_WHAT YOU SHOULD DO_
Your task is to output the entries below word for word.

(Referring expression pointing data)
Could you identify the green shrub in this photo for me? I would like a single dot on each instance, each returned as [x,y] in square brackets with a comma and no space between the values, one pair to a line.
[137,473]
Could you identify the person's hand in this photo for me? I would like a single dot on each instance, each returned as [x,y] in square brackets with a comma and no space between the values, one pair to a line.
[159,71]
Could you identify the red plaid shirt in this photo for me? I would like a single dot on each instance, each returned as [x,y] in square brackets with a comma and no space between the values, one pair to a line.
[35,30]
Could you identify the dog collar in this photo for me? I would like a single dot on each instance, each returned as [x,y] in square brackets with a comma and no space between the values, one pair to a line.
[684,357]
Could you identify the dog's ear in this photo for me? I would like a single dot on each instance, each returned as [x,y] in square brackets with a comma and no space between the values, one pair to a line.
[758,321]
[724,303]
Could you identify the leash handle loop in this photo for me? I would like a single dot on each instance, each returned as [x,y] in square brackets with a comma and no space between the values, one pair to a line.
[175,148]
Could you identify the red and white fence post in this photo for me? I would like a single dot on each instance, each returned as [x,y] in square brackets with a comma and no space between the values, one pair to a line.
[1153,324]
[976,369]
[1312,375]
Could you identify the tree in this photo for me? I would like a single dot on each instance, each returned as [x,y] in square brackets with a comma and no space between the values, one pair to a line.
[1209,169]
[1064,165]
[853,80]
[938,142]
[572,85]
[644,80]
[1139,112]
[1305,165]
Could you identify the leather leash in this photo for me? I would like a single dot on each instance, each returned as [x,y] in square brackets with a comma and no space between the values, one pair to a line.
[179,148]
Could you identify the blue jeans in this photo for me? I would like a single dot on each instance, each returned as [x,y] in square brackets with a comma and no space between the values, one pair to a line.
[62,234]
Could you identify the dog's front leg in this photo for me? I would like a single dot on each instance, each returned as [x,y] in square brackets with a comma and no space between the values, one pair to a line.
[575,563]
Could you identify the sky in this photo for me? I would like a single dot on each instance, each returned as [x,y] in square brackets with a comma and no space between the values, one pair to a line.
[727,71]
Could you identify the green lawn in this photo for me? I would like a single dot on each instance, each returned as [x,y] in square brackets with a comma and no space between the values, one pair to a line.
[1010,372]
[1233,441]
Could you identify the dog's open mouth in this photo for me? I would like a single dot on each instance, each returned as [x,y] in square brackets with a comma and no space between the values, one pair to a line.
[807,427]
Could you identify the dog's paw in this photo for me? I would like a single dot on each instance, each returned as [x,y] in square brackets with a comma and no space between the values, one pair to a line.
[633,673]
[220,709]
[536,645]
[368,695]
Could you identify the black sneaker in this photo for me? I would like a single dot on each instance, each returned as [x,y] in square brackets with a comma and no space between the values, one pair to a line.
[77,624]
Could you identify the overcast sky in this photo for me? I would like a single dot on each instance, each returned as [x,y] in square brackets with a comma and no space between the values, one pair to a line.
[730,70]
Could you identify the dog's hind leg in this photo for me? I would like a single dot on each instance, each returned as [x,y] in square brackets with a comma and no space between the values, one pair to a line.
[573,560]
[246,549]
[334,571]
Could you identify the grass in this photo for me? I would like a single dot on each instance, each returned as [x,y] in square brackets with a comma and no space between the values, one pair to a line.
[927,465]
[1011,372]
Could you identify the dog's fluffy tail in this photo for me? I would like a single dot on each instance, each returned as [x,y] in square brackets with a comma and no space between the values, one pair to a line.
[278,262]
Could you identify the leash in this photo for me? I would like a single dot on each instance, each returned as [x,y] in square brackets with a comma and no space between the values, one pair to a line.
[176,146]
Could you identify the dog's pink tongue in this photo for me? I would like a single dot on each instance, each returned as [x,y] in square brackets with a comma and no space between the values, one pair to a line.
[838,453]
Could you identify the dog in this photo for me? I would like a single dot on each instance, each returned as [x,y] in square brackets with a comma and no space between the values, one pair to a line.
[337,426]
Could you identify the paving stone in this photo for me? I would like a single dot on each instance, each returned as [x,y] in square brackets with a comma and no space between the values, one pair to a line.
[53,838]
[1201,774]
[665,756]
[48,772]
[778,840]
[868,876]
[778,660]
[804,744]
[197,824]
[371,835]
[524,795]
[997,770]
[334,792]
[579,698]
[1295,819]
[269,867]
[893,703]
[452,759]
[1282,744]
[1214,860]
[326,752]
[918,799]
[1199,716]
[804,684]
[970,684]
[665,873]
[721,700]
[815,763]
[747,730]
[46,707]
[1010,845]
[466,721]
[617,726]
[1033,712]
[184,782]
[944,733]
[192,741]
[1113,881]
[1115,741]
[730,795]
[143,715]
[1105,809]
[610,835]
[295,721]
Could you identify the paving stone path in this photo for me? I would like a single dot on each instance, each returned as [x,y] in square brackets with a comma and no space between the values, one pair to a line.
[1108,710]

_OUTPUT FOR THIS EXERCISE_
Could you identify the green shrub in this photo for me? I would like a single dot on each instance, each returned as [x,y] in square brackets with a comma and no space between the values, one pair to a line.
[137,473]
Could you identify the person's hand in this photo for me? I would like a single dot on each instance, each returned as [x,y] in square brackets with a comma and no space between the values, one pair to a line.
[159,71]
Could you identify the red plaid shirt in this photo for me? I would like a single dot on each instance, each returned as [x,y] in square brackets with a comma and no space between the values, one pair to a line.
[35,30]
Could you identify the dog collar in this photo for me? I would like a single dot on each instance, each returned as [x,y] in square brackets with a comma and no space between the values, one pair to a line.
[684,357]
Could you identify the dog's ear in this photo for me? I would like a single dot on each instance, each returned as [x,y] in square brackets with a comma and no space between the values, one pair to a line.
[758,321]
[724,303]
Could you identify the leash handle loop in this photo for me? I would like a single dot on each instance, each returned as [x,y] in square brackets with a comma and no space between the values, one pair to a line.
[175,148]
Could you identify the red and white fence post in this photo for me? I would like a single dot on each instance, each returned as [x,y] in square brackets with a comma and no space between the values, one pair to a line.
[1153,324]
[976,369]
[1312,375]
Could you identify the tree in this photo for me? I would like a single dot on each instance, each returned as [x,y] in square brackets with a comma and no space between the values, one pair to a line.
[1209,169]
[1064,165]
[853,80]
[938,142]
[572,85]
[644,80]
[1139,112]
[1305,165]
Could you identify the leather leash in this photo for me? I would like a single dot on each instance, each returned as [x,y] in square brackets with a comma and no space between the values, one pair to a line.
[179,148]
Could you identify the blue jeans in this photo for me? I would like a single dot on each instance, each returned as [x,y] in square brackets with a comma and no space between the values, one pair to a line.
[62,234]
Could you identify the dog's front leg in this photo for me? I would like a single dot on each instance, each returned as [x,y] in square brackets with a comma and no space between the values, one pair to a line.
[575,563]
Could you identify the sky in this photo for me? I would like a single dot on each instance, each returned as [x,y] in square brackets with a comma and no space between the values, one pair to a line.
[727,71]
Could you identify the green lawn in this photo for me? I would like a single dot on each instance, each returned as [x,y] in square brackets with a comma and no space between the values, one pair to a line.
[1010,372]
[1233,441]
Could you identify the dog's open mouth in this photo for me? I would like a single dot on each instance, each returned as [x,y] in square brackets with a comma and no space between the values, one pair to a line.
[807,427]
Could you identify the dog's paw in this photo for me? I would like a single dot on each instance, each returned as [x,y] in square brackets with a comma and no space between the values, one pair to a line.
[633,673]
[220,709]
[536,645]
[368,695]
Could you identify the black sneaker in this photo for me? I would like a single dot on each instance, each returned as [x,y] in square brackets with a comma and no space between the values, one pair to a line.
[77,624]
Could you identify the overcast sky in this photo for me? I would like a single dot on each instance, each returned as [x,y] in square brackets with a comma and no space between the values, one pair to a line.
[730,70]
Could you identify the dog's hind leg in this photo for me? I would like a single dot on each instance, each returned as [x,y] in square brackets with a comma and no space between the values, one pair to a line.
[573,560]
[246,549]
[334,571]
Could you identify the grass in this photo for me? I would like a single dot on each instance, each returned as [x,y] in square brackets with a comma and no space between the values, one pair to a line.
[927,465]
[1011,372]
Could you identify the dog's fluffy tail in this photo for me? I would like a single dot on each instance, each returned as [x,y] in square brackets with a comma and no space between the values, one pair to a line.
[278,262]
Could you identify the leash in this photo for me? I would like a single dot on each instance, each returned as [x,y] in square brackets with a comma and no space between the values, one pair to a line.
[176,146]
Could you identify the dog's pink tongue in this photo for me? I would like a single dot on each instance, each returned as [x,y] in square brackets with a comma and no space between the values, one pair to a line.
[838,453]
Could you identify the dog in this photo for me? I would like a single dot on each instance, each returned as [x,y] in square brackets with a comma and no space between the values, one pair to a line.
[337,426]
Could you identify the paving stone in this photo for me? I would like a single dot on each instance, each returned as [x,y] in square brackets with a comma and no space between the values, one pair to a line.
[53,838]
[1201,774]
[665,756]
[48,772]
[778,840]
[868,876]
[778,660]
[804,744]
[197,824]
[371,835]
[524,795]
[997,770]
[334,792]
[579,698]
[1295,819]
[269,867]
[893,703]
[452,759]
[1282,744]
[1214,860]
[326,752]
[918,799]
[1199,716]
[804,684]
[970,684]
[665,873]
[721,700]
[815,763]
[747,730]
[46,707]
[1010,845]
[466,721]
[617,726]
[1033,712]
[184,782]
[944,733]
[192,741]
[1113,881]
[1115,741]
[730,795]
[143,715]
[1105,809]
[610,835]
[295,721]
Could you identify the paving stone path in this photo for me? I would like a single dot on each instance, each returned as [x,y] in square brackets with a comma and no space between the values, one pair to a line.
[1108,710]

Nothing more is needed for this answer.